[Dataset records]
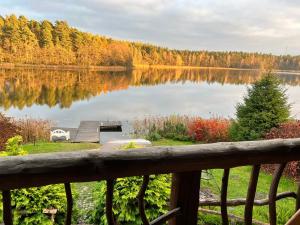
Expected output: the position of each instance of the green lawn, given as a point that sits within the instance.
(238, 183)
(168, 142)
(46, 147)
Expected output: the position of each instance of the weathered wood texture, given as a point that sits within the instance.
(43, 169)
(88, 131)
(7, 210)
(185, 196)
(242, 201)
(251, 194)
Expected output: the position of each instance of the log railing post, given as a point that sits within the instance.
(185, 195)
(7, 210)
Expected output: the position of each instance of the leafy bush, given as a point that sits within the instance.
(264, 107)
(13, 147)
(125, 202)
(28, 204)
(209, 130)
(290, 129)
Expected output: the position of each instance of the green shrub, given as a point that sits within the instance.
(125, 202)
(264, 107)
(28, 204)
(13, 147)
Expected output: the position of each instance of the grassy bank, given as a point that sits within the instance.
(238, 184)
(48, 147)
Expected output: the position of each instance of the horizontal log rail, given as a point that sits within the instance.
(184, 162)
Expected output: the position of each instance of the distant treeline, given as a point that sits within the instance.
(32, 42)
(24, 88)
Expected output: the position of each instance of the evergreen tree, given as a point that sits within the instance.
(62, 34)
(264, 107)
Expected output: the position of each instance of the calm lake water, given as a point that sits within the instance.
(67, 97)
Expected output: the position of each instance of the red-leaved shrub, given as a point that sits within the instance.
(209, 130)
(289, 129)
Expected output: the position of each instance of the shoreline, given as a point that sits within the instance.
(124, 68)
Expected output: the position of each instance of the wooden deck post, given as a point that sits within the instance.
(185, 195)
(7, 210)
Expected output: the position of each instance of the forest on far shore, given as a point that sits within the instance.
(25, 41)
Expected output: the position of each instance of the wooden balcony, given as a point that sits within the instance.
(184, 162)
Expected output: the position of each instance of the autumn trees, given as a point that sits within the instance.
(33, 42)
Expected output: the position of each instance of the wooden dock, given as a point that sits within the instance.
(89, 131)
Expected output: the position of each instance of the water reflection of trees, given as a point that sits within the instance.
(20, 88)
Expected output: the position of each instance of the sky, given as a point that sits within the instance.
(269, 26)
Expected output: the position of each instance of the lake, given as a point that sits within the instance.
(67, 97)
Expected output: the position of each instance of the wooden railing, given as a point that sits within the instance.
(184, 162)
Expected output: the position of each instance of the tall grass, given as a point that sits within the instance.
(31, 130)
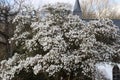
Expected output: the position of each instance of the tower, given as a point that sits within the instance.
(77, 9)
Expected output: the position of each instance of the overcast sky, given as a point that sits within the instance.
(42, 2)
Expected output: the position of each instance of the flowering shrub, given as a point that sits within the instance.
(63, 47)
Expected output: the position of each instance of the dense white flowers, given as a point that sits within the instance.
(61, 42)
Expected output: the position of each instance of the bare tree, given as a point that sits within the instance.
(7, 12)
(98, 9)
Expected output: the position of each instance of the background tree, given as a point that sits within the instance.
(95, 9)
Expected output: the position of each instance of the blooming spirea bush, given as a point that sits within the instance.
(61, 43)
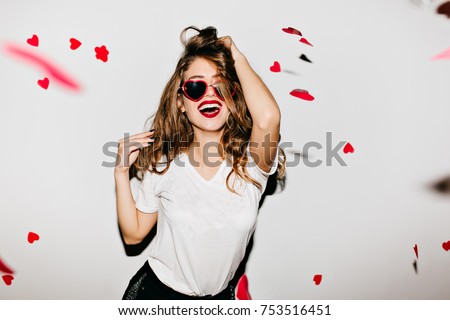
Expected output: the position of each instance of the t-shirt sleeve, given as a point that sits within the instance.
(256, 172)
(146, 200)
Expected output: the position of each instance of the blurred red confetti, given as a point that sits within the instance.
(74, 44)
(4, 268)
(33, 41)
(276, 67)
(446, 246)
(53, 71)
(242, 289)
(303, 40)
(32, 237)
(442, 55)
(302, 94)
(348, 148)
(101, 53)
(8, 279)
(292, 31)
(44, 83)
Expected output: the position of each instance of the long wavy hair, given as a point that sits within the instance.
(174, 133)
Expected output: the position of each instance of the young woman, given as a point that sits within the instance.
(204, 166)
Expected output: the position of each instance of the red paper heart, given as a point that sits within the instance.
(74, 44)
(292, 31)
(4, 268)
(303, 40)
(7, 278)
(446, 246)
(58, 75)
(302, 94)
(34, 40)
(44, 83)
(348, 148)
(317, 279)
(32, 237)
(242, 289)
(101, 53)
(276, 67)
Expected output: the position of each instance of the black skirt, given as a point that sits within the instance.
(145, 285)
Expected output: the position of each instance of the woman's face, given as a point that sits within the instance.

*Task objective:*
Convert all of the rows above into a numbered list, omitting any blank lines. Leave the pictures out of the answer.

*Solution to the problem:*
1. Expected output: the position of each instance of the green lawn, given as a point that sits within the instance.
2. (238, 183)
3. (168, 142)
4. (46, 147)
5. Expected output: the position of each instance of the weathered wood texture, given as a point that sits within the instance.
6. (43, 169)
7. (88, 131)
8. (7, 210)
9. (185, 196)
10. (242, 201)
11. (251, 194)
12. Expected output: the position of each instance of the log railing post, given as a point that sits within the instance.
13. (185, 195)
14. (7, 210)
15. Expected output: the position of each instance of the leafy bush, given as a point that sits within the instance.
16. (264, 107)
17. (13, 147)
18. (125, 202)
19. (28, 204)
20. (209, 130)
21. (290, 129)
22. Expected output: the position of each instance of the green shrub, given as a point that sits within the instance.
23. (125, 202)
24. (264, 107)
25. (28, 204)
26. (13, 147)
27. Expected output: the position of each instance of the grassy bank, given as a point that sits within the instance.
28. (238, 184)
29. (48, 147)
30. Expected output: the position of each instance of the horizontal log rail, given as a point that sits within the instance.
31. (184, 162)
32. Expected output: the position of each instance of the distant treeline, given as a point that sits within the instance.
33. (32, 42)
34. (24, 88)
35. Expected output: the position of each instance of the evergreen tree, given as a point that sits within the instance.
36. (62, 34)
37. (264, 107)
38. Expected output: the position of each instance of the calm lake water, given as a point that sits within the instance.
39. (67, 97)
40. Expected output: the position of each instance of the red-leaved shrub, given as a point that sits within the instance.
41. (209, 130)
42. (289, 129)
43. Expected output: the position of each instance of the shoreline, given as a point that sits within the instance.
44. (124, 68)
45. Expected output: the position of each instance of the wooden deck post, given as a point that sits within the instance.
46. (185, 195)
47. (7, 210)
48. Expected output: the position of each instance of the forest on far shore, given as a point that sits within the instance.
49. (25, 41)
50. Expected output: the position of each instance of the wooden balcony, given as a point that sits within the instance.
51. (184, 162)
52. Expected output: the position of each instance of the autumn trees, given as a point that sits within the instance.
53. (33, 42)
54. Expected output: the position of each instance of the wooden dock, given as a point that sits within the instance.
55. (89, 131)
56. Expected output: the position of each instance of the water reflection of trees, given as a point that sits within the instance.
57. (20, 88)
58. Expected output: the position of each instance of the sky, given as a point that sits within the instance.
59. (269, 26)
60. Expected output: the position of each instance of the lake, given as a point that sits within the instance.
61. (67, 97)
62. Expected output: the position of each instance of the wooden railing, given as a point that sits within the instance.
63. (184, 162)
64. Expected output: the position of each instance of the tall grass, given as a point that sits within the instance.
65. (31, 130)
66. Expected output: the position of each instance of the tower, given as a point that sits within the instance.
67. (77, 9)
68. Expected output: the position of each instance of the overcast sky, given as a point that sits within the instance.
69. (42, 2)
70. Expected output: the position of each instance of the flowering shrub, given as a point that sits within the instance.
71. (63, 47)
72. Expected output: the position of each instance of the dense white flowers, given as a point that sits within the instance.
73. (61, 42)
74. Expected output: the position of each instance of the bare tree, given as a point that sits within the instance.
75. (7, 12)
76. (98, 9)
77. Expected output: the position of each instance of the background tree, given as a point that sits within the instance.
78. (95, 9)
79. Expected output: the position of each instance of the blooming spirea bush, given as a point that sits within the instance.
80. (61, 43)
81. Expected output: the position of each instance of the t-shirt sleeve, given as a point that sits within the instance.
82. (256, 172)
83. (146, 200)
84. Expected output: the position of each instance of the blurred red confetti, given as a point that sits within the instance.
85. (74, 44)
86. (4, 268)
87. (33, 41)
88. (276, 67)
89. (446, 246)
90. (53, 71)
91. (242, 289)
92. (303, 40)
93. (32, 237)
94. (442, 55)
95. (302, 94)
96. (348, 148)
97. (101, 53)
98. (8, 279)
99. (292, 31)
100. (44, 83)
101. Expected output: the position of each instance of the long wavy hair, given as a point that sits within the instance.
102. (174, 133)
103. Expected output: the position of each instance of the young woman, given as a point that sits within the instance.
104. (204, 166)
105. Expected output: the position of each instance of the red paper heart, given as a point that sits within the instance.
106. (74, 44)
107. (292, 31)
108. (4, 268)
109. (303, 40)
110. (7, 278)
111. (446, 246)
112. (58, 75)
113. (302, 94)
114. (34, 40)
115. (44, 83)
116. (348, 148)
117. (317, 279)
118. (32, 237)
119. (242, 289)
120. (101, 53)
121. (276, 67)
122. Expected output: the position of each instance of the black skirt, given as a point that sits within the instance.
123. (145, 285)
124. Expected output: the position of each instance of the woman's face, given as a point that sits within the instance.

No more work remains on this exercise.